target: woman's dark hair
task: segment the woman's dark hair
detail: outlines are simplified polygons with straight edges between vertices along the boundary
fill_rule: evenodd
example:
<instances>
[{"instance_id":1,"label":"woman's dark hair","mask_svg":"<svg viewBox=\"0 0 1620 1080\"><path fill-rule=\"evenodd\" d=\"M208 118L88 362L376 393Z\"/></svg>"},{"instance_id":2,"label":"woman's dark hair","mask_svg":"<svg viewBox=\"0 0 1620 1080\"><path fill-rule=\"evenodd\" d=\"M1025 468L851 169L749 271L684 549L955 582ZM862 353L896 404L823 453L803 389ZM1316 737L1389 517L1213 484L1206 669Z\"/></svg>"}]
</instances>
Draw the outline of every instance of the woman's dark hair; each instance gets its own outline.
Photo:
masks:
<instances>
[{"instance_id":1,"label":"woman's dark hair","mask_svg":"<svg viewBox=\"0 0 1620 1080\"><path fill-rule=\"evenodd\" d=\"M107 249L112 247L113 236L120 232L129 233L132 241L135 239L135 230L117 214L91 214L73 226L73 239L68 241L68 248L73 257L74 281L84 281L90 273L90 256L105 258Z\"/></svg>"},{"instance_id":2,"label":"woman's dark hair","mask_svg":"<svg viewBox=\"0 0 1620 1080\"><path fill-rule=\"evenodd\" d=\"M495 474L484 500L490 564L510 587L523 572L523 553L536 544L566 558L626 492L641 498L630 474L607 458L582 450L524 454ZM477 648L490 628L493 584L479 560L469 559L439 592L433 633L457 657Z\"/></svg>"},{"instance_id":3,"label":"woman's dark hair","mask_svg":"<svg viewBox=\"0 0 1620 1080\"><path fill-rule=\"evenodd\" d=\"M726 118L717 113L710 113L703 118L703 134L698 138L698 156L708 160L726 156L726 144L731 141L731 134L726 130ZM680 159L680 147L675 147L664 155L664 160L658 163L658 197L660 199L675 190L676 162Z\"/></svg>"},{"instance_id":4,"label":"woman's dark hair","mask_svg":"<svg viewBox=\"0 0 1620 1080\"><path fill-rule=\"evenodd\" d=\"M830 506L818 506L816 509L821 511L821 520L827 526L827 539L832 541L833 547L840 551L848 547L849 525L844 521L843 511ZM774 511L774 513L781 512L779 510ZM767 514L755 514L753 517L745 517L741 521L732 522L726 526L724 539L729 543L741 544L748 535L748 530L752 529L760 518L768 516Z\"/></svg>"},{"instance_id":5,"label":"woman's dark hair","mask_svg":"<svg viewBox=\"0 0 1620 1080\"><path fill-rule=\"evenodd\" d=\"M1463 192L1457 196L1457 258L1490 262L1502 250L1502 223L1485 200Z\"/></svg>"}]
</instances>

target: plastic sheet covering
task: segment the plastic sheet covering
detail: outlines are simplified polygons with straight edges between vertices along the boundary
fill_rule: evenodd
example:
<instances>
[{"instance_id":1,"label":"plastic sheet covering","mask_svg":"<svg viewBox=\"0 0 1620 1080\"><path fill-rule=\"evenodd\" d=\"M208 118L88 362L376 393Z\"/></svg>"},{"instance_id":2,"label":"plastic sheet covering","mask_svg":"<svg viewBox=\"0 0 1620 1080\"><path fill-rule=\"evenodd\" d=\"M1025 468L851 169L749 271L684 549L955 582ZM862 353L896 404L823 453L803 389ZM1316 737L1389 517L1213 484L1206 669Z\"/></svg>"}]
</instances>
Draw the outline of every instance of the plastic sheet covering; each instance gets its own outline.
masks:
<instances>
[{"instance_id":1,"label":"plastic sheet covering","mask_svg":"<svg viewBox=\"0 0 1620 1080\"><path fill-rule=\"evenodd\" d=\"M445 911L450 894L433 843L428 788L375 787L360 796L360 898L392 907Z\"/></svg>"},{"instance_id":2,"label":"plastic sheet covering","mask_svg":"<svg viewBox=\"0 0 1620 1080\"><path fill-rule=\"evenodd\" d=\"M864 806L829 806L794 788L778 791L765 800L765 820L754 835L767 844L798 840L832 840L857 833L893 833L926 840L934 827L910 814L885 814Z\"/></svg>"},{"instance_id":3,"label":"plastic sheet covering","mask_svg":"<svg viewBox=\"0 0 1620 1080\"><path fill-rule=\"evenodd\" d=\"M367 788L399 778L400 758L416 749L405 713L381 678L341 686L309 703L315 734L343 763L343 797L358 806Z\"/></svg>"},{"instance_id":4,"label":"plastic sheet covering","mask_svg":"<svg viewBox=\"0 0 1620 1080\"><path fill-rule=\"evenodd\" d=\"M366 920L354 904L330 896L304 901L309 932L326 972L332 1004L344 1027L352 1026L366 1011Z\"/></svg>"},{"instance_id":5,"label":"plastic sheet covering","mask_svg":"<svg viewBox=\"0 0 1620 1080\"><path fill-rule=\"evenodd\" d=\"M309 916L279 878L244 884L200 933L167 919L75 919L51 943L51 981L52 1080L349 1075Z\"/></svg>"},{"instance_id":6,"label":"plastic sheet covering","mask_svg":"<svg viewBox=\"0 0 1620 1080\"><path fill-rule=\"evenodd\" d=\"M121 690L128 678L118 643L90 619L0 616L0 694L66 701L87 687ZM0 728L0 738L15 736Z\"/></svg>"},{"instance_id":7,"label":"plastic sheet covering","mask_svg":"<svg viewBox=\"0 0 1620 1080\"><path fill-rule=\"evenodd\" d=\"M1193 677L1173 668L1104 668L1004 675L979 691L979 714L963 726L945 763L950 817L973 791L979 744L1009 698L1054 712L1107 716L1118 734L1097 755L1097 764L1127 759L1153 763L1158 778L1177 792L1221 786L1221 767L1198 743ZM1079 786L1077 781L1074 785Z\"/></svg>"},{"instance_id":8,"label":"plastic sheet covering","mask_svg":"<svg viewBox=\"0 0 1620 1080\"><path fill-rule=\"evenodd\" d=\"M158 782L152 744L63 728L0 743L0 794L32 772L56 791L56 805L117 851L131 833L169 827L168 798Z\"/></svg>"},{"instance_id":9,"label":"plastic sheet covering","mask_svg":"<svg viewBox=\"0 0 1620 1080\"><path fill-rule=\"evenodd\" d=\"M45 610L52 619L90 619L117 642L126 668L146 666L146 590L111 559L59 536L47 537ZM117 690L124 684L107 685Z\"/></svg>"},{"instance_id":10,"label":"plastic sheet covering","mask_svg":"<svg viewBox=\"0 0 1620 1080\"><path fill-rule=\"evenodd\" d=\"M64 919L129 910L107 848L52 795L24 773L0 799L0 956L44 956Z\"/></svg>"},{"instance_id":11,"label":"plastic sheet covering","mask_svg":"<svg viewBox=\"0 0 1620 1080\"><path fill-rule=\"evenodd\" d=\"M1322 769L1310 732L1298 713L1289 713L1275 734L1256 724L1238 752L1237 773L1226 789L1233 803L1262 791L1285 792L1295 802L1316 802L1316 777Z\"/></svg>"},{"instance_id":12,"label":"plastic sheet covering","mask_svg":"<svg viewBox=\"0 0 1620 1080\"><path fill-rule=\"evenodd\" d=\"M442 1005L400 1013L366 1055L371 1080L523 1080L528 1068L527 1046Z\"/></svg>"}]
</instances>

■ Task: Note how many lines of the listing above include the word "segment", and respond with that number only.

■ Response: 2